▶ _YOUR TASK_: Write every line of the material below as a JSON array of strings, one string per line, leaving out blank lines.

▶ _DATASET RECORDS_:
■ ■ ■

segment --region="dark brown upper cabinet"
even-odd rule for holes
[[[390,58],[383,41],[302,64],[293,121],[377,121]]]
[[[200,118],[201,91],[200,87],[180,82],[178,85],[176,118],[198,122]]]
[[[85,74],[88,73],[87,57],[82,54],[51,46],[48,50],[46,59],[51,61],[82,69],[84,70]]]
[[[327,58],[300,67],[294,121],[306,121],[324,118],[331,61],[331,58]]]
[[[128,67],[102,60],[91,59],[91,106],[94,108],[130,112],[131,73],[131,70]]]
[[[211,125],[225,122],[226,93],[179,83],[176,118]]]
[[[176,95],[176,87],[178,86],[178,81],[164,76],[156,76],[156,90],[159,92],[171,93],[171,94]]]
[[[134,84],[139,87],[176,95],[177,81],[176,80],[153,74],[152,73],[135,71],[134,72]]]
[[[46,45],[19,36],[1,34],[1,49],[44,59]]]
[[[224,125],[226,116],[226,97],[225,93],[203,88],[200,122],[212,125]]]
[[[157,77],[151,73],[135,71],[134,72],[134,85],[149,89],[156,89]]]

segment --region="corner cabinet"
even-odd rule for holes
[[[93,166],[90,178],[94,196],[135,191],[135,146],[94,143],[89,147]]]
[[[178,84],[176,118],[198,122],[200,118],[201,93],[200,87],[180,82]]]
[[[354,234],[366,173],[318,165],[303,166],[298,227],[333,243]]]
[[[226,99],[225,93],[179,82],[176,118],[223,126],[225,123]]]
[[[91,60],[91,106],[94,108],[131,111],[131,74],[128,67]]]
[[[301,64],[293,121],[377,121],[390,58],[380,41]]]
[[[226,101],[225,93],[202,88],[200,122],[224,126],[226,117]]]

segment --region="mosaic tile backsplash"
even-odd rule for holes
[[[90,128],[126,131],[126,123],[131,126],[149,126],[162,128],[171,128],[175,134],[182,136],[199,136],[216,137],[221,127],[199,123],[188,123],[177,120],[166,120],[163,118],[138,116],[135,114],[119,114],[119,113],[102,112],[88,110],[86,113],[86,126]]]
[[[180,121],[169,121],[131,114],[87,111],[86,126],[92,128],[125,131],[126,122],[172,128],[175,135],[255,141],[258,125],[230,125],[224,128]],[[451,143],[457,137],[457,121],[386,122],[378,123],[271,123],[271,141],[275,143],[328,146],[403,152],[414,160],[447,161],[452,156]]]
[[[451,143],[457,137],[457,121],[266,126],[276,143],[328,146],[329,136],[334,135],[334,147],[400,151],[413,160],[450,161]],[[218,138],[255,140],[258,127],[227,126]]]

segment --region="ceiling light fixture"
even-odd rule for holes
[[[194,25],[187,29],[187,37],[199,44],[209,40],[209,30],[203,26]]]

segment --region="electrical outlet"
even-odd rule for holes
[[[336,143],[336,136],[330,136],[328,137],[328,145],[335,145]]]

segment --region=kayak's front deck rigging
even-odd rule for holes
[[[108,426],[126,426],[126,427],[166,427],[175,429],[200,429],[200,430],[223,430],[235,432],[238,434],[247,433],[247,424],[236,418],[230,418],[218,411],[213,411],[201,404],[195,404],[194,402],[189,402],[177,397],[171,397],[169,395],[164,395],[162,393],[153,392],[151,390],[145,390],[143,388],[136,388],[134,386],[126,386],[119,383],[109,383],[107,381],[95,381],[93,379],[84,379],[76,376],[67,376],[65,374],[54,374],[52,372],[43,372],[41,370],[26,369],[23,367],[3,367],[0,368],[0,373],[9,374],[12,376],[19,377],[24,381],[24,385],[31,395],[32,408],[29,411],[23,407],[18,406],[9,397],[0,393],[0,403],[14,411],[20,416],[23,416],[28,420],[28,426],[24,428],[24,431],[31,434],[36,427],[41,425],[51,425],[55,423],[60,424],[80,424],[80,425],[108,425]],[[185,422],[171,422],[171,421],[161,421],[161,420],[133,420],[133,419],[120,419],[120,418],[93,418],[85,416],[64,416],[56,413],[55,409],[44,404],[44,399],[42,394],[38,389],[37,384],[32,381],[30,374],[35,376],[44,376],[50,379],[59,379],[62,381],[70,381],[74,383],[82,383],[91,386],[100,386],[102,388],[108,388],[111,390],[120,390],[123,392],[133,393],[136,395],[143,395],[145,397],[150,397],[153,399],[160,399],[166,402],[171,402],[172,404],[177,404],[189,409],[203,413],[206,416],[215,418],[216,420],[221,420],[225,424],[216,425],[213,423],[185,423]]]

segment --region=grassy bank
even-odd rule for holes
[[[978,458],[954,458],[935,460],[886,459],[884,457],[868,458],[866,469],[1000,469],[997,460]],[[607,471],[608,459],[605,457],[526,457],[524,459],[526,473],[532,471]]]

■ ■ ■

▶ _EXPECTED ANSWER_:
[
  "segment --region=\"dark brown upper cabinet\"",
  "even-odd rule for holes",
  "[[[390,58],[383,41],[302,64],[293,121],[377,121]]]",
  "[[[200,118],[201,91],[200,87],[180,82],[178,85],[176,118],[198,122]]]",
  "[[[85,74],[88,73],[87,57],[82,54],[51,46],[48,50],[46,59],[51,61],[82,69],[84,70]]]",
  "[[[327,58],[300,67],[294,121],[306,121],[324,118],[331,61],[331,58]]]",
  "[[[128,67],[102,60],[91,59],[91,106],[94,108],[130,112],[131,73],[131,70]]]",
  "[[[211,125],[225,122],[226,93],[179,83],[176,118]]]",
  "[[[176,95],[176,87],[178,86],[178,81],[164,76],[156,76],[156,90],[159,92],[171,93],[171,94]]]",
  "[[[134,84],[139,87],[176,95],[177,81],[176,80],[153,74],[152,73],[135,71],[134,72]]]",
  "[[[46,45],[19,36],[1,34],[1,49],[44,59]]]",
  "[[[224,125],[226,116],[226,97],[225,93],[203,88],[200,122],[212,125]]]",
  "[[[157,77],[151,73],[135,71],[134,72],[134,85],[149,89],[156,89]]]",
  "segment --region=\"corner cabinet\"",
  "even-odd rule for holes",
  "[[[93,166],[90,178],[94,196],[135,191],[135,146],[94,143],[89,147]]]",
  "[[[178,84],[176,118],[198,122],[200,118],[201,93],[200,87],[180,82]]]",
  "[[[354,234],[366,173],[318,165],[303,166],[298,227],[333,243]]]",
  "[[[226,99],[225,93],[179,82],[176,118],[223,126],[225,123]]]",
  "[[[91,60],[91,106],[94,108],[131,111],[131,74],[128,67]]]",
  "[[[301,64],[293,121],[377,121],[390,58],[380,41]]]",
  "[[[226,101],[225,93],[202,88],[200,122],[224,126],[226,117]]]",
  "segment --region=\"mosaic tile backsplash\"",
  "even-odd rule for holes",
  "[[[90,128],[126,131],[126,123],[131,126],[149,126],[162,128],[171,128],[175,134],[182,136],[199,136],[216,137],[221,127],[199,123],[188,123],[177,120],[166,120],[163,118],[138,116],[135,114],[119,114],[119,113],[102,112],[88,110],[86,113],[86,126]]]",
  "[[[180,121],[169,121],[131,114],[87,111],[86,126],[92,128],[125,131],[126,122],[172,128],[175,135],[255,141],[258,125],[230,125],[224,128]],[[451,143],[457,137],[457,121],[386,122],[378,123],[271,123],[271,141],[275,143],[328,146],[403,152],[414,160],[447,161],[452,156]]]",
  "[[[451,143],[457,137],[457,121],[266,126],[276,143],[328,146],[329,136],[334,135],[334,147],[400,151],[413,160],[450,161]],[[218,138],[255,140],[258,127],[227,126]]]",
  "segment --region=\"ceiling light fixture\"",
  "even-odd rule for holes",
  "[[[194,25],[187,29],[187,37],[199,44],[209,40],[209,30],[203,26]]]",
  "segment --region=\"electrical outlet\"",
  "even-odd rule for holes",
  "[[[336,143],[336,136],[330,136],[328,137],[328,145],[335,145]]]",
  "segment --region=kayak's front deck rigging",
  "even-odd rule for holes",
  "[[[108,426],[126,426],[126,427],[166,427],[175,429],[200,429],[200,430],[223,430],[235,432],[238,434],[247,433],[247,424],[236,418],[230,418],[218,411],[213,411],[201,404],[195,404],[194,402],[189,402],[177,397],[171,397],[169,395],[164,395],[162,393],[153,392],[151,390],[145,390],[143,388],[136,388],[134,386],[126,386],[119,383],[109,383],[107,381],[95,381],[93,379],[84,379],[76,376],[67,376],[65,374],[54,374],[52,372],[43,372],[41,370],[26,369],[23,367],[3,367],[0,368],[0,373],[9,374],[12,376],[19,377],[24,381],[24,385],[31,395],[32,408],[29,411],[23,407],[18,406],[9,397],[0,393],[0,403],[14,411],[20,416],[23,416],[28,420],[28,426],[24,428],[24,431],[31,434],[36,427],[41,425],[51,425],[55,423],[60,424],[80,424],[80,425],[108,425]],[[185,422],[171,422],[171,421],[161,421],[161,420],[133,420],[133,419],[120,419],[120,418],[93,418],[85,416],[64,416],[56,413],[55,409],[44,404],[44,399],[42,394],[38,389],[37,384],[32,381],[30,374],[35,376],[44,376],[50,379],[59,379],[62,381],[70,381],[74,383],[82,383],[91,386],[100,386],[102,388],[108,388],[111,390],[120,390],[123,392],[133,393],[136,395],[143,395],[145,397],[150,397],[153,399],[160,399],[166,402],[171,402],[172,404],[177,404],[189,409],[203,413],[206,416],[215,418],[216,420],[221,420],[225,424],[216,425],[213,423],[185,423]]]",
  "segment --region=grassy bank",
  "even-odd rule for holes",
  "[[[978,458],[954,458],[935,460],[886,459],[884,457],[868,458],[866,469],[1000,469],[997,460]],[[607,471],[608,459],[605,457],[526,457],[524,459],[526,473],[532,471]]]"
]